Extract provided
####################

Pink & Blue Mummyland

Pink and blue parenting through pink and blue moods….

Unexpected Stigma

on October 28, 2014

This week, I have found myself yet again in a conversation where I’ve struggled to put forward the idea that mental health requires the same level of care as physical health. I’ve come up against statements like:

“It’s just weakness, making a fuss, you need to pull yourself together.”

“What makes you think it’s an illness? It’s all in your head!”

“No-one should need to take tablets to feel happy. Just get out there and live.”

“You’re just lazy/bored. Go out and get a job, that’ll get your brain working properly!”

And, my favourite,

“For crying out loud, will you JUST SNAP OUT OF IT!!!”

Those of us trying to raise awareness of mental health issues spend a lot of time crafting arguments against these ideas. We roll our eyes at them, get cross at them; we vent our anger at like minded friends who get equally exasperated and cross. We send emails to colleagues who answer our exasperation with witty comebacks and ideas of what to do with perpetrators.

So what’s different this time?

Today there is no perpetrator for our imagined retribution. Today the perpetrator is me.

For some reason, despite putting so much time and energy into raising awareness and fighting inequality, I didn’t realise that the most dangerous stigma came from somewhere completely unexpected – myself. I still can’t quiet the whisper in my head, claiming that my struggles somehow don’t count as ‘illness’.

I had a virus last week. Nothing major, just a bout of headachey tiredness that required a couple of duvet days, some paracetamol, and the TV remote within easy reach. So that’s what I did. I put MicroBob into play club at nursery, and put myself to bed. By the time the weekend rolled round, I was feeling better, and able to face the world again.

This week has been just as bad – but different. My mood, which has been less than stable recently, is all over the place, and I’ve been balancing anxiety attacks with covert crying in toilets. I’m exhausted. I just want to stop and sleep until it’s over.

But it’s not just the symptoms that have been different. The way I’ve treated myself this week has been different too. I have forced myself to keep going, berating myself for any little show of emotion, not allowing any moment of rest or restoration. Where last week I popped paracetamol with every ping of an alarm, today I am holding off taking the small yellow pill that will ease my anxiety because I think I ‘shouldn’t’ need it. Taking ibuprofen last week became second nature, taken without a thought, and yet as I count out tablets every evening I can feel myself recoil at the idea of swallowing them.

So why am I not making allowances for myself this week? Why am I not letting myself recover the way I did before? Why is that little voice inside my head forcing me onward instead of giving me a break?

All of it boils down to the real question – why do I treat my mind and my body differently?

I wish I knew the answer. What I do know is that I’m not the only one. I’ve spoken to a lot of people with a range of depressive illnesses, and the one thing we all have in common is a seeming inability to be caring towards ourselves.

What I also know is that I would never speak to anyone else the way I speak to myself. And maybe therein lies the answer. As always it involves breaking the silence and talking about it. Because if we talk to each other about it, maybe we can be that understanding voice to one another. When we can’t find it in ourselves to bear our pain or care for our brain, there might just be someone around the corner or down the street or on the end of the phone who knows enough to be that voice that says, “Rest. Recover. Be nice to yourself.”

####################

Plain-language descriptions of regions
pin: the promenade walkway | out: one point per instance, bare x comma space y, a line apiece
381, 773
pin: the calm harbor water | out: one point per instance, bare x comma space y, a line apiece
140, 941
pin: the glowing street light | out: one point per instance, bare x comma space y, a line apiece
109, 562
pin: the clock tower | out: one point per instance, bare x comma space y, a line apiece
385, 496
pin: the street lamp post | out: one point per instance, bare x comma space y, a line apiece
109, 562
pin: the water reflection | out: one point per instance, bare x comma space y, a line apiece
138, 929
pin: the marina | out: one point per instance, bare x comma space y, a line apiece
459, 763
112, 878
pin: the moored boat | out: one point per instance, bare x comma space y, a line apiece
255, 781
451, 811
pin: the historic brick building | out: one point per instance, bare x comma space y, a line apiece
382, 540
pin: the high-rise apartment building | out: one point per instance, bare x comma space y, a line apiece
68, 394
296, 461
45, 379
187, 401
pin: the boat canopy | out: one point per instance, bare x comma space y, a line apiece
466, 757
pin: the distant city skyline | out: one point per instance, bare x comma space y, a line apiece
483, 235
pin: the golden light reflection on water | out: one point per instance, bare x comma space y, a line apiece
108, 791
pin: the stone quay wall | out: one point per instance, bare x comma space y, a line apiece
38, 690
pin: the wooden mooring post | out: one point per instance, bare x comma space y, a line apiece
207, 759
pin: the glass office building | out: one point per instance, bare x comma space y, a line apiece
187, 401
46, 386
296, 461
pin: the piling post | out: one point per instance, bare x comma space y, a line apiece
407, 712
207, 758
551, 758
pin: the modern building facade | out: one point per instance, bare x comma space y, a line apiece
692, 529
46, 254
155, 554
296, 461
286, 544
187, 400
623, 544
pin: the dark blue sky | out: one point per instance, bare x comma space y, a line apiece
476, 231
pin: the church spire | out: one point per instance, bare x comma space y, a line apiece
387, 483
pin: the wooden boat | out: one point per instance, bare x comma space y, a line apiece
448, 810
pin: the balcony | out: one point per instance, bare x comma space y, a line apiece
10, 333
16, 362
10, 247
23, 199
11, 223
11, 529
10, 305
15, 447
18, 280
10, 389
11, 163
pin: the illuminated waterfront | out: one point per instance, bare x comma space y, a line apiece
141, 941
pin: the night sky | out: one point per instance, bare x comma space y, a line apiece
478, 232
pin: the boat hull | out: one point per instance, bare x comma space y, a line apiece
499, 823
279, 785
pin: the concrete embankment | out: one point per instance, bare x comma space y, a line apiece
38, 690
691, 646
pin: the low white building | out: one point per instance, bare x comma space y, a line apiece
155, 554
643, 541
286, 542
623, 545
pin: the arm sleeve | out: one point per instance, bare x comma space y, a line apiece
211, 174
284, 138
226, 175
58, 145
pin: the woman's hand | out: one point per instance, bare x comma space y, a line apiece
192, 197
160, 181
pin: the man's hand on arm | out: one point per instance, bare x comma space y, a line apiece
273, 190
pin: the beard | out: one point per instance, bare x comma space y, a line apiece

####################

Exercise requirements
In the blog post about mental health stigma, where did the writer put MicroBob while recovering from last week's virus?

Exercise answer
Into play club at nursery.